- **Text section**
From 4bfdc0188e95bf42b44202e7b86e631665b6f778 Mon Sep 17 00:00:00 2001
From: Jiwei Liu <aixueer4ever@gmail.com>
Date: Wed, 28 Oct 2020 20:23:10 -0700
Subject: [PATCH 1/4] fix is_dask_array_sparse

---
 dask_glm/utils.py | 2 +-
 1 file changed, 1 insertion(+), 1 deletion(-)

diff --git a/dask_glm/utils.py b/dask_glm/utils.py
index 0fe3429..7c22464 100644
--- a/dask_glm/utils.py
+++ b/dask_glm/utils.py
@@ -121,7 +121,7 @@ def is_dask_array_sparse(X):
     """
     Check using _meta if a dask array contains sparse arrays
     """
-    return isinstance(X._meta, sparse.SparseArray)
+    return isinstance(X, da.Array) and isinstance(X._meta, sparse.SparseArray)
 
 
 @dispatch(np.ndarray)

- **Short exercise 1**
List each distinct function name that appears in the patch, counting the function it defines, any function it calls, and any decorator it applies.
- **Short exercise 2**
Write out the part of the patch starting at "From 4bfdc0188e95bf42b44202e7b86e631665b6f778 Mon" and ending at "insertion(+), 1 deletion(-)".

- **Material provided**

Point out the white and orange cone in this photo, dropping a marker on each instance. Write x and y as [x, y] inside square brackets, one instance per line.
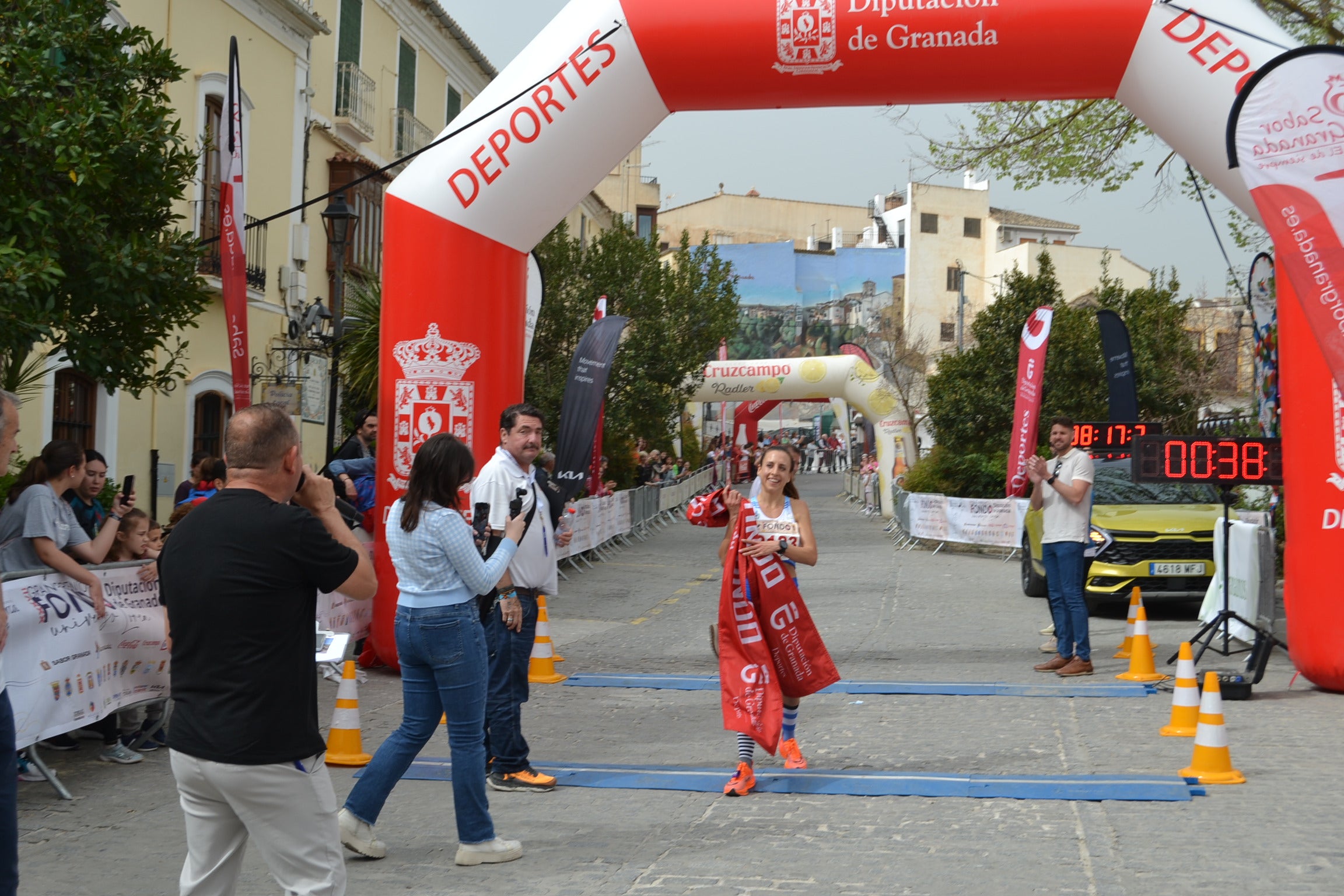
[541, 606]
[541, 668]
[1142, 653]
[1213, 762]
[1136, 600]
[344, 744]
[1184, 698]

- **Correct response 1**
is_dask_array_sparse, isinstance, dispatch

- **Correct response 2**
From 4bfdc0188e95bf42b44202e7b86e631665b6f778 Mon Sep 17 00:00:00 2001
From: Jiwei Liu <aixueer4ever@gmail.com>
Date: Wed, 28 Oct 2020 20:23:10 -0700
Subject: [PATCH 1/4] fix is_dask_array_sparse

---
 dask_glm/utils.py | 2 +-
 1 file changed, 1 insertion(+), 1 deletion(-)